[START DOCUMENT EXCERPT]

Partition key pattern: TENANT#{tenantId} makes sure tenant data is co-located, enabling efficient tenant-scoped queries while maintaining logical separation.
Sort key pattern: CONFIG#{configType} allows querying specific configuration types within a tenant’s data. The CONFIG# prefix enables future expansion with other entity types (for example, METADATA#, AUDIT#).
Soft deletion: The isActive boolean flag supports soft deletion, maintaining audit trails while excluding inactive configurations from queries.
Versioning: The version field tracks configuration changes, supporting rollback capabilities and change history.

Parameter store organization:

Parameters follow a hierarchical structure that mirrors the multi-tenant model. This example demonstrates the path structure:

/config-service/
├── acme-corp/
│   ├── api/
│   │   ├── api-key
│   │   └── endpoint
│   └── database/
│       └── connection-string
└── globex-inc/
    ├── api/
    │   ├── api-key
    │   └── endpoint
    └── database/
        └── connection-string

This structure provides several benefits:

Bulk retrieval using path prefix (GetParametersByPath API)
Clear ownership and access control through AWS Identity and Access Management (AWS IAM) policies
Environment separation (dev/staging/prod) at the path level
Automatic parameter versioning and change tracking

Advanced: Multi-dimensional tenant context
For organizations with multiple services requiring different configuration scopes, consider introducing a second dimension in the partition key:

PK = "TENANT#acme-corp|SERVICE#order-service"
SK = "CONFIG#payment-gateway"

This multi-dimensional approach enables service-level isolation where the Order service sees only billing API configurations while the Reporting service doesn’t have access to payment gateway settings. It also provides efficient service-scoped queries, retrieve configurations for a specific service with PK = TENANT#acme-corp|SERVICE#order-service and SK begins with CONFIG#. The second dimension can represent business units, geographic regions, or a logical boundary that aligns with access control requirements, making this pattern particularly valuable when fine-grained access control beyond tenant-level isolation is needed. For detailed guidance on multi-tenant DynamoDB modelling patterns, see amazon-dynamodb-data-modeling-for-multi-tenancy-part-2.

B. Strategy pattern for storage flexibility

The system decides which storage backend to use for each configuration request. The Strategy Pattern is a design approach that allows a program to choose different behaviors at runtime based on context. Think of it like a traffic controller that examines each request and directs it to the appropriate service.

Why use the strategy pattern?

Without the Strategy Pattern, handling multiple storage backends would require complex conditional logic throughout the code base. Different tenant metadata has vastly different access patterns. Routing to optimized backends alleviates both DynamoDB cost explosions (for rarely-changing configs) and Parameter Store throttling (for high-frequency reads), addressing the scaling gap. A naive implementation might look something like this and it’s worth pausing to understand why this approach breaks down.

[END DOCUMENT EXCERPT]
[START DATA]

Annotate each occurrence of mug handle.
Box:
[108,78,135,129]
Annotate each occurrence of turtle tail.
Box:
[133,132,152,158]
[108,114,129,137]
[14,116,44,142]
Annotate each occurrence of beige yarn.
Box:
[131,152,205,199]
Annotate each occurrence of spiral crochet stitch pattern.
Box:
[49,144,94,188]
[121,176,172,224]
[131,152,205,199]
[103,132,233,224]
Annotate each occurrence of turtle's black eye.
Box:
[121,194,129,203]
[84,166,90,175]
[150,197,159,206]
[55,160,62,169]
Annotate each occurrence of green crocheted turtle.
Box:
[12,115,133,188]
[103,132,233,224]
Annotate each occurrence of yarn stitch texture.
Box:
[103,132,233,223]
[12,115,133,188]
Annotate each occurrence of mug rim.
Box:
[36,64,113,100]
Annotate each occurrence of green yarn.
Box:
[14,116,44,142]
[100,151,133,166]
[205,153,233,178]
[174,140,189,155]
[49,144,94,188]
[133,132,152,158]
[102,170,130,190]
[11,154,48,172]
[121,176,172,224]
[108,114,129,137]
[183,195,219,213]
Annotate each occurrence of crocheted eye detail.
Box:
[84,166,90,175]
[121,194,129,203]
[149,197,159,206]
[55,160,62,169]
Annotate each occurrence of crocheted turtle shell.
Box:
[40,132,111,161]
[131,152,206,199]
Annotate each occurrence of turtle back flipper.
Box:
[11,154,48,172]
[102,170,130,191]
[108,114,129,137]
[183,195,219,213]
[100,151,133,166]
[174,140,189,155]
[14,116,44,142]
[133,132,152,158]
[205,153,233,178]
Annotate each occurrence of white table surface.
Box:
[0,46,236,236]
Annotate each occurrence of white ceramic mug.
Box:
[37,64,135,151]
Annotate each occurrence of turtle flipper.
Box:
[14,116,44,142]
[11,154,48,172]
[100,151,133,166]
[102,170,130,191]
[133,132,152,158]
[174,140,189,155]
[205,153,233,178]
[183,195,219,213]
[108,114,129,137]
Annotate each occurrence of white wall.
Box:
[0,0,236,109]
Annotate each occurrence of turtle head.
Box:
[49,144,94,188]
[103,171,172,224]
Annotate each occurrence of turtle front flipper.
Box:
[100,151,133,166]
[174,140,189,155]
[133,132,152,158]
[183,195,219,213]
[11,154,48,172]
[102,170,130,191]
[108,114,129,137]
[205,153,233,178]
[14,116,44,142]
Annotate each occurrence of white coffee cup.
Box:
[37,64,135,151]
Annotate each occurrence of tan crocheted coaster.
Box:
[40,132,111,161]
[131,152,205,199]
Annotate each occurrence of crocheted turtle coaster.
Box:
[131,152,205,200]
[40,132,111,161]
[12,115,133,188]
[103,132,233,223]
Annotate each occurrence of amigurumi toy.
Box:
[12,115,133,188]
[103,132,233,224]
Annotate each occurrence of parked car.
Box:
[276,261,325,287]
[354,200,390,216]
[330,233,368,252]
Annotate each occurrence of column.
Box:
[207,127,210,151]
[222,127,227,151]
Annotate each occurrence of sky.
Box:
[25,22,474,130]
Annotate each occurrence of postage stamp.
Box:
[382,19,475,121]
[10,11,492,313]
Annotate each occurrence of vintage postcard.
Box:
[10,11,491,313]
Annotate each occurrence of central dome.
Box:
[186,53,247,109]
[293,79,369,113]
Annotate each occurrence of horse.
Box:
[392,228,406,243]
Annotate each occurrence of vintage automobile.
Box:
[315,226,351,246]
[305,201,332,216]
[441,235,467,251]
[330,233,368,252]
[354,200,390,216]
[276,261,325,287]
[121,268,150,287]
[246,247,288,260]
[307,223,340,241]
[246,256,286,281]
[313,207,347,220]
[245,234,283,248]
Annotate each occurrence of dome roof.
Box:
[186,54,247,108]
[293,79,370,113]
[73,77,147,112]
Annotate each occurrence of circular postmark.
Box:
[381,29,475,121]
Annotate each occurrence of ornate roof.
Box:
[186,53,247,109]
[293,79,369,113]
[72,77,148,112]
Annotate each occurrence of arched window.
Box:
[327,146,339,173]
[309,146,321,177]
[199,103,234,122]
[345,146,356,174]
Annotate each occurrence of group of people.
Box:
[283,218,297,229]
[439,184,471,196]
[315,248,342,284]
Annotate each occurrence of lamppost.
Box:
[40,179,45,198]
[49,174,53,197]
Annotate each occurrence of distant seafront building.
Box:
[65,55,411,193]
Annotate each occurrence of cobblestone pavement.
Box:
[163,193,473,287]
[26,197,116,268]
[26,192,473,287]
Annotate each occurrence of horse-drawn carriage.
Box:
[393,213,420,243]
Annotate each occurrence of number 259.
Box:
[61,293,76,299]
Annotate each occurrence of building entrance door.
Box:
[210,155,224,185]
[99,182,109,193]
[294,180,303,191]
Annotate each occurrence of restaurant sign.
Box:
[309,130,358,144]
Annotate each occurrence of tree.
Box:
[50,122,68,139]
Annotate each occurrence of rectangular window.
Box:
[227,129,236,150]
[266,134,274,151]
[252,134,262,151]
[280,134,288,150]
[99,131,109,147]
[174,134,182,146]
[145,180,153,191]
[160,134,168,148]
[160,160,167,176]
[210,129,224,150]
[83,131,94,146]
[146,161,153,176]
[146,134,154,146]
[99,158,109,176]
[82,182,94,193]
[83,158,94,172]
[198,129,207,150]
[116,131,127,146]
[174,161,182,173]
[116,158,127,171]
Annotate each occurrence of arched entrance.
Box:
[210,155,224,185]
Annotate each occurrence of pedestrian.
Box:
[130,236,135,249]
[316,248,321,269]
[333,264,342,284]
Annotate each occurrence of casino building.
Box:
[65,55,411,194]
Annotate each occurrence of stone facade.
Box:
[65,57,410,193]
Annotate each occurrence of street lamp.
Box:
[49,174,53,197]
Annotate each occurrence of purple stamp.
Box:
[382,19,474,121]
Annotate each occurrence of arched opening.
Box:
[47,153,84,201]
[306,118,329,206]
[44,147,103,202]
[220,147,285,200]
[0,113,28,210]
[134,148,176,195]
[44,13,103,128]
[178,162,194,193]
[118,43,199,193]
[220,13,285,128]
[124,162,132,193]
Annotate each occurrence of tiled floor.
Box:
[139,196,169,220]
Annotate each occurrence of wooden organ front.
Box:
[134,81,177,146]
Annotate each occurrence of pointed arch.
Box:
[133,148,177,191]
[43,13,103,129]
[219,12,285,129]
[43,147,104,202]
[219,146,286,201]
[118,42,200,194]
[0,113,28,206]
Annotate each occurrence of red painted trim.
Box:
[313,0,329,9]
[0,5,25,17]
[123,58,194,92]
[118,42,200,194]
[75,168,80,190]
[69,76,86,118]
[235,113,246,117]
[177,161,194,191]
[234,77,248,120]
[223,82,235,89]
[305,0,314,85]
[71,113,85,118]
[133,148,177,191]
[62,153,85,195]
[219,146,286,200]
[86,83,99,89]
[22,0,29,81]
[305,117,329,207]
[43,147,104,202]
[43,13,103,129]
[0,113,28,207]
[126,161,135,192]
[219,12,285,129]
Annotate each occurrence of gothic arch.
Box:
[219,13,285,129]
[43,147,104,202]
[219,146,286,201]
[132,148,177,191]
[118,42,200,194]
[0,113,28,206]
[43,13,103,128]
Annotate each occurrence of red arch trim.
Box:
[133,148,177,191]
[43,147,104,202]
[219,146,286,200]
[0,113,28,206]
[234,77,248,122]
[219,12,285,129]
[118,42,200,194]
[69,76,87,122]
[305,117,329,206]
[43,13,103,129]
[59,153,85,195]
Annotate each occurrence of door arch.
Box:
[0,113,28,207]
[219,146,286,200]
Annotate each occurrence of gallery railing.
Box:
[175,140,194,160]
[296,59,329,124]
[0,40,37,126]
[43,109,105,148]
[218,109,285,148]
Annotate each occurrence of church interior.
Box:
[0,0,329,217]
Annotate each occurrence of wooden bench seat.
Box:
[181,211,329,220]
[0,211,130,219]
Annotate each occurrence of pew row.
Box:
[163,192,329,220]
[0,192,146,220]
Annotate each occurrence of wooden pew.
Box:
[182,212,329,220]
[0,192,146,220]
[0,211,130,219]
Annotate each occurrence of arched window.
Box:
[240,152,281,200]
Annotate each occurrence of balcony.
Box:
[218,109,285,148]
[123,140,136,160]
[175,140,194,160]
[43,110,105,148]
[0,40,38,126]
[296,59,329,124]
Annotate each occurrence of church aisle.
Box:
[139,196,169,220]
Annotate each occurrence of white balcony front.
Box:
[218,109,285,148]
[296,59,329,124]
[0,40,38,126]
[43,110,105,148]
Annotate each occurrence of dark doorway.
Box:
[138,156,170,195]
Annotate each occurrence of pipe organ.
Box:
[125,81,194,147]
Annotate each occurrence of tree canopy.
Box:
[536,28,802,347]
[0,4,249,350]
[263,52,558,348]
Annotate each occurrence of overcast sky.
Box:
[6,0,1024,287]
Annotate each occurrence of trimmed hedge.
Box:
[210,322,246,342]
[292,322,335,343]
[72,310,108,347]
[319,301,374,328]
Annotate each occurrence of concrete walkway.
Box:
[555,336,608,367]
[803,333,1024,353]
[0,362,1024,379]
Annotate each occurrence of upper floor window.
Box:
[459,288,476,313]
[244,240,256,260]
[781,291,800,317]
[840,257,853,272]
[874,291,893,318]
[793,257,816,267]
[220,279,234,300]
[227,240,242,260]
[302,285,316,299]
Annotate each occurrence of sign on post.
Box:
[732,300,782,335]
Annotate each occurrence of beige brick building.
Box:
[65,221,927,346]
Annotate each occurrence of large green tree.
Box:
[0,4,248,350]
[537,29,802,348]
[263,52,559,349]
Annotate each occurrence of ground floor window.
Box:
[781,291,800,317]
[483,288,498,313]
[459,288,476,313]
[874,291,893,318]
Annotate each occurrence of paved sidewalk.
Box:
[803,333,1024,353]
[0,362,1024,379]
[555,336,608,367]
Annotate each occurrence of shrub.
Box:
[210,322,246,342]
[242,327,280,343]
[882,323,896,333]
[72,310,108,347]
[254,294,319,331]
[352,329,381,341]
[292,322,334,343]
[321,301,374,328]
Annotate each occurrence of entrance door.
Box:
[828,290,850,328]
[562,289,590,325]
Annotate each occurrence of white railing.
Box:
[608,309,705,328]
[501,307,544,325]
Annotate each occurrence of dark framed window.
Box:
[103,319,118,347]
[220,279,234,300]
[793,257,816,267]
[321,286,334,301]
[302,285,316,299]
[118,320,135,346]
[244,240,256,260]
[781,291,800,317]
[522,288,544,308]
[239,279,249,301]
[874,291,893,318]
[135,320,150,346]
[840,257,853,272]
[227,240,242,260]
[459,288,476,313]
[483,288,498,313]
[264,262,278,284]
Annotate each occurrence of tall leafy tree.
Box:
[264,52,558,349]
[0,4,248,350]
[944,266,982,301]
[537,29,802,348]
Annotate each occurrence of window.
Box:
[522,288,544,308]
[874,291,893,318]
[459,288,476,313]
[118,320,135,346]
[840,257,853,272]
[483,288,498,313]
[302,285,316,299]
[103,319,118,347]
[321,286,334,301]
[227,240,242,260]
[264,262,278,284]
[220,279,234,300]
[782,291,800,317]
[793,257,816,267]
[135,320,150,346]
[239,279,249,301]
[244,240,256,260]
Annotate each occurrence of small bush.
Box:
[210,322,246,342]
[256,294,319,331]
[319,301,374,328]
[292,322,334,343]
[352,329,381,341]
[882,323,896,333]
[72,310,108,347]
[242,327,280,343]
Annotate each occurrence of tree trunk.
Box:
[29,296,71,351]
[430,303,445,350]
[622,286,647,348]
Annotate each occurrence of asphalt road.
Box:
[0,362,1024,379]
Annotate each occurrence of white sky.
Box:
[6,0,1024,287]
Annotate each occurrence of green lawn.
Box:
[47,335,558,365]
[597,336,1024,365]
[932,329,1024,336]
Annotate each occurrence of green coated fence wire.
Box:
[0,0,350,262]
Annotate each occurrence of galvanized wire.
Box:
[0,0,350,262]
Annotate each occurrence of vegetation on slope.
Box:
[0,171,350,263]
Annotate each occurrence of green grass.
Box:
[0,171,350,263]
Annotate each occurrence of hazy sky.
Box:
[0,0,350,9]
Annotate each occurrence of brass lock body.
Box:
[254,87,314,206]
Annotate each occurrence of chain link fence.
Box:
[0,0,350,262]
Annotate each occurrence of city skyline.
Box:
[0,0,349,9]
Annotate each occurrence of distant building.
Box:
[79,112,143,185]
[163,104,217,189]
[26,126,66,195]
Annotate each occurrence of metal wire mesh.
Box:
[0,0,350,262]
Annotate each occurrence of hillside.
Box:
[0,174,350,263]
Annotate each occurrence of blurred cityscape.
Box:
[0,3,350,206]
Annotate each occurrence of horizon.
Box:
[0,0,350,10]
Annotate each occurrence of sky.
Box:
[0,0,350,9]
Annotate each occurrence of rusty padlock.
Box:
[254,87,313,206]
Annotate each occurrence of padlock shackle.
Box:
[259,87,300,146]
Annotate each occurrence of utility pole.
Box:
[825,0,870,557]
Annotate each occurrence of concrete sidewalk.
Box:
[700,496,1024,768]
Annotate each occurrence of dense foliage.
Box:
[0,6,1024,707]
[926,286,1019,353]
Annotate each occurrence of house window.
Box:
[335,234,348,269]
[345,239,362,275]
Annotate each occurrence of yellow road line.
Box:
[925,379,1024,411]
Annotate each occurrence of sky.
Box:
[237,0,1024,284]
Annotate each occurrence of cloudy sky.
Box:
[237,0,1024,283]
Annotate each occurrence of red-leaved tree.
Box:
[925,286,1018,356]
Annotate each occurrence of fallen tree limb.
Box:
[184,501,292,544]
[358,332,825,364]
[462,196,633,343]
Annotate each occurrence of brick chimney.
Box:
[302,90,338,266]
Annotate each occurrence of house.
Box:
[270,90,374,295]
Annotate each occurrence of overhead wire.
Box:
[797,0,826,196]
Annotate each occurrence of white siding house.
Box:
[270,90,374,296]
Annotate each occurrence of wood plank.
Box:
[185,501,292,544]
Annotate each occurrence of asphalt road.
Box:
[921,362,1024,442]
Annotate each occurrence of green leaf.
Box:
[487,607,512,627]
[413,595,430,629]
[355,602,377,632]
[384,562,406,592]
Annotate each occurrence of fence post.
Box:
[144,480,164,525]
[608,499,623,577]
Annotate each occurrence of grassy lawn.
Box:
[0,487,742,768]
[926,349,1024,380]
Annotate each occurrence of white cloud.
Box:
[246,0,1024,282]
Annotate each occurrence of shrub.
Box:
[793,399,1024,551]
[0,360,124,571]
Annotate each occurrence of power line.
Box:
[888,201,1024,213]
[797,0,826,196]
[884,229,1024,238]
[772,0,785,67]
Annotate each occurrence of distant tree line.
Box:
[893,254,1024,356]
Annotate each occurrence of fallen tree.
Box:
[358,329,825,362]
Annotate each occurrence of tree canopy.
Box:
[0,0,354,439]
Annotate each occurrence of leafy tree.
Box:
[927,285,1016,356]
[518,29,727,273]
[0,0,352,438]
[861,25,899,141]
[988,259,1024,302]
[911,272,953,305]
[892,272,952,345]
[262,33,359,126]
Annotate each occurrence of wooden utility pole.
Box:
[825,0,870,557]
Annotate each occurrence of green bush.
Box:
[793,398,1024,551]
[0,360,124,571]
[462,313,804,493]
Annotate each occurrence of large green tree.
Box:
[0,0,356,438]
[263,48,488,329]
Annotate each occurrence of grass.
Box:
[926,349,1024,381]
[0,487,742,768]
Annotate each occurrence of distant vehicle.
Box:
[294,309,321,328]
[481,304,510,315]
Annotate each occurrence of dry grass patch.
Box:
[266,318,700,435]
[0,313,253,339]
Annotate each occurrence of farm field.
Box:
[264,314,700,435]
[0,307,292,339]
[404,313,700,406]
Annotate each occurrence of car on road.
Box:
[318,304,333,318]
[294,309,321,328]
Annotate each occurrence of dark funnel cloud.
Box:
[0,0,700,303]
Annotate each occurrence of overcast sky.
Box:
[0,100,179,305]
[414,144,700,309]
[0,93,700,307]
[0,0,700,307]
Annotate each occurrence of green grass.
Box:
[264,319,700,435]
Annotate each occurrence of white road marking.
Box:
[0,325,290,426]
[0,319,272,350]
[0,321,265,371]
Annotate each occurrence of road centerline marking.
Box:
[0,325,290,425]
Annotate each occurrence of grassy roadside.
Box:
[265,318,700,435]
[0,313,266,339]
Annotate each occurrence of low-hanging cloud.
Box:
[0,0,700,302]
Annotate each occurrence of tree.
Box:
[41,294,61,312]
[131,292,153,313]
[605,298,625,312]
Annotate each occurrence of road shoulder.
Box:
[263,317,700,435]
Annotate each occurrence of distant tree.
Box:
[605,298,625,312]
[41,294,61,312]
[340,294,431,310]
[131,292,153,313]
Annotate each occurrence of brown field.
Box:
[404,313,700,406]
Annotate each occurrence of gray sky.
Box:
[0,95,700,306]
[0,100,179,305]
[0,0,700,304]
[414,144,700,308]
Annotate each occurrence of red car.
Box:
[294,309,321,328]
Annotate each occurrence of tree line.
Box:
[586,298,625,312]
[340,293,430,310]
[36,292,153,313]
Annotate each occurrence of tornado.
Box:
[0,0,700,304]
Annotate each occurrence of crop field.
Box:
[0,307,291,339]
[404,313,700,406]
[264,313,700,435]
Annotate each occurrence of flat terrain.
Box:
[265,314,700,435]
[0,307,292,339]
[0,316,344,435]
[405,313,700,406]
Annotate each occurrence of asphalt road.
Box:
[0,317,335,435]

[END DATA]

§ AIM
List each benefit that the configuration service excerpt above names for the hierarchical parameter structure.

§ TASK SOLUTION
- Bulk retrieval using path prefix (GetParametersByPath API)
- Clear ownership and access control through AWS Identity and Access Management (AWS IAM) policies
- Environment separation (dev/staging/prod) at the path level
- Automatic parameter versioning and change tracking